[Items listed in a dataset]
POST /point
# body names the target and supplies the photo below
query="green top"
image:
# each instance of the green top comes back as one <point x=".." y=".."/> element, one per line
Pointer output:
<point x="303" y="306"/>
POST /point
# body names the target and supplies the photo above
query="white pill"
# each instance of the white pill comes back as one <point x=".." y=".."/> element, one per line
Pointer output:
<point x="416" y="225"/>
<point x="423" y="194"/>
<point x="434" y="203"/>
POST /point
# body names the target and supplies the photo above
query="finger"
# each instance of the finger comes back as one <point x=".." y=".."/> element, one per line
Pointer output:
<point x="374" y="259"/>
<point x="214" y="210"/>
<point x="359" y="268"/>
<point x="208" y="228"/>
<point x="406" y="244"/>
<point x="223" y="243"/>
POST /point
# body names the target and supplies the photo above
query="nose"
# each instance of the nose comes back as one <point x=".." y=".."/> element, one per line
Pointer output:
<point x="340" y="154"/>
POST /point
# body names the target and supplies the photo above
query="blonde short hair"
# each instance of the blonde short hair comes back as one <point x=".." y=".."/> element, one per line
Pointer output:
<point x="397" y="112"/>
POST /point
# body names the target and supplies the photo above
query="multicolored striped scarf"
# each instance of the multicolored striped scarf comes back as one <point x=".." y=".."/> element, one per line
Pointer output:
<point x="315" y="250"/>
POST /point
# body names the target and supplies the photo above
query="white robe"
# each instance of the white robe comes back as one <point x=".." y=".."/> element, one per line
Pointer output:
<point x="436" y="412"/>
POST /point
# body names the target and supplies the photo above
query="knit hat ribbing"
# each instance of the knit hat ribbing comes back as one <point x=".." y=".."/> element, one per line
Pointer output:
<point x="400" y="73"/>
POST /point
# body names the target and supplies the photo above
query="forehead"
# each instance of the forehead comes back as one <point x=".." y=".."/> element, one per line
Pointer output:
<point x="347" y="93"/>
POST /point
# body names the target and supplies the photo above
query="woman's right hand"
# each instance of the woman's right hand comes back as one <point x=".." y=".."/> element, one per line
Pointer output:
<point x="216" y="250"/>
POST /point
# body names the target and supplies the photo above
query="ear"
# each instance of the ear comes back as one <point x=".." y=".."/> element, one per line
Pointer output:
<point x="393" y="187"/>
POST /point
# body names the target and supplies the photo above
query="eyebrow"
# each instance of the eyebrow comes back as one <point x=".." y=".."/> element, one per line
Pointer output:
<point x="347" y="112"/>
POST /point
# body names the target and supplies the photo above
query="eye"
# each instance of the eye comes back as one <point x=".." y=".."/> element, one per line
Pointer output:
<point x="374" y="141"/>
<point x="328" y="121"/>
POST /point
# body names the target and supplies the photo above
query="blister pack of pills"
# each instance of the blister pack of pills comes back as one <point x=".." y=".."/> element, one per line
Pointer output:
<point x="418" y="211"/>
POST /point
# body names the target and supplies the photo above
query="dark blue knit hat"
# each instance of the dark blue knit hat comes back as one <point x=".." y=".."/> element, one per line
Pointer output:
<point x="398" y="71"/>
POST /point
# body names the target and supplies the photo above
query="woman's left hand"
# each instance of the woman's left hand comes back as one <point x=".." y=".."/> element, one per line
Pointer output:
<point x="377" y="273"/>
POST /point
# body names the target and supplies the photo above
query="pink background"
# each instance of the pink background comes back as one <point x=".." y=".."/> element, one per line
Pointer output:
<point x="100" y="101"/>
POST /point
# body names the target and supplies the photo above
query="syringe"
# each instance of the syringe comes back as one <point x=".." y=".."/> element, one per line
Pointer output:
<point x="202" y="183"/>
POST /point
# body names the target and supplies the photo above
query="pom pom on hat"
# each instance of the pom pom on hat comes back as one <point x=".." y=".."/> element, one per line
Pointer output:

- [Directive]
Here, the records must be output exactly and in full.

- [Solution for this task]
POST /point
# body names the target and supplies the photo below
query="green top"
image:
# each instance of the green top comes back as one <point x=".." y=".."/> element, one per line
Pointer output:
<point x="303" y="306"/>
POST /point
# body names the target and supplies the photo above
query="white pill"
# each instance of the white pill comes back as one <point x=".." y=".."/> element, one per line
Pointer output:
<point x="416" y="225"/>
<point x="423" y="194"/>
<point x="434" y="203"/>
POST /point
# body names the target and supplies the photo above
query="finger"
# each instance of the finger comes back as one <point x=".." y=".."/> element, one per line
Pointer output:
<point x="374" y="259"/>
<point x="214" y="210"/>
<point x="359" y="268"/>
<point x="208" y="228"/>
<point x="406" y="244"/>
<point x="223" y="243"/>
POST /point
# body names the target and supplies the photo above
query="nose"
# each instance of the nose comes back as one <point x=".." y=".."/> element, one per line
Pointer output:
<point x="340" y="154"/>
POST /point
# body names the target and supplies the photo above
query="blonde short hair"
# each instance of the blonde short hair comes back as one <point x=".." y=".."/> element, one per line
Pointer output:
<point x="397" y="112"/>
POST /point
# body names the target and supplies the photo above
query="multicolored striped scarf"
# each instance of the multicolored striped scarf comes back as one <point x=".." y=".."/> element, one per line
Pointer output:
<point x="315" y="250"/>
POST /point
# body names the target and supplies the photo above
query="white robe"
# each instance of the white robe comes back as one <point x=".." y=".."/> element, one per line
Pointer output:
<point x="436" y="412"/>
POST /point
# body names the target and supplies the photo above
query="knit hat ribbing"
# each instance of the knit hat ribbing comes back as one <point x=".." y=".."/> element, one per line
Pointer output:
<point x="400" y="73"/>
POST /point
# body names the target and supplies the photo above
query="forehead"
# each instance of the forehead comes back as one <point x=".." y=".."/> element, one per line
Pointer output:
<point x="347" y="93"/>
POST /point
# body names the target and supplies the photo above
query="woman's right hand"
# each instance of the woman's right hand comes back as one <point x=".." y=".."/> element, one per line
Pointer output:
<point x="216" y="250"/>
POST /point
# body names the target and supplies the photo above
query="ear"
# each instance of the ear comes back as one <point x=".." y=".."/> element, one per line
Pointer output:
<point x="393" y="187"/>
POST /point
# body names the target and supplies the photo above
query="eyebrow"
# each instance of the eyebrow comes back as one <point x=".." y=".."/> element, one per line
Pointer output:
<point x="347" y="112"/>
POST /point
# body names the target and supplies the photo above
query="eye"
# each instance of the eye comes back as one <point x=".." y=".."/> element, one per line
Pointer output:
<point x="374" y="141"/>
<point x="328" y="121"/>
POST /point
# body names the target and supplies the photo above
query="blister pack of pills"
# each instance of the blister pack of pills comes back as one <point x=".." y=".."/> element, one per line
Pointer output:
<point x="418" y="211"/>
POST /point
# body names the target and supplies the photo above
query="dark blue knit hat"
# each instance of the dark blue knit hat comes back as one <point x=".." y=".."/> element, one per line
Pointer output:
<point x="398" y="71"/>
POST /point
# body names the target and supplies the photo above
query="woman's left hand"
# each instance of the woman's left hand comes back as one <point x=".." y=".."/> element, one per line
Pointer output:
<point x="377" y="273"/>
POST /point
# body names the target and supplies the photo above
query="pink background"
# each instance of the pink background comes back as one <point x=".." y=".."/> element, one per line
Pointer output:
<point x="100" y="101"/>
POST /point
# body names the target and supplies the photo above
query="syringe"
# each instance of the syringe comes back as one <point x=".." y=".."/> element, one per line
Pointer output:
<point x="202" y="183"/>
POST /point
# body names the target and supplies the photo above
query="pom pom on hat"
# each instance of the pom pom on hat comes back as one <point x=".." y=".."/> element, one per line
Pointer output:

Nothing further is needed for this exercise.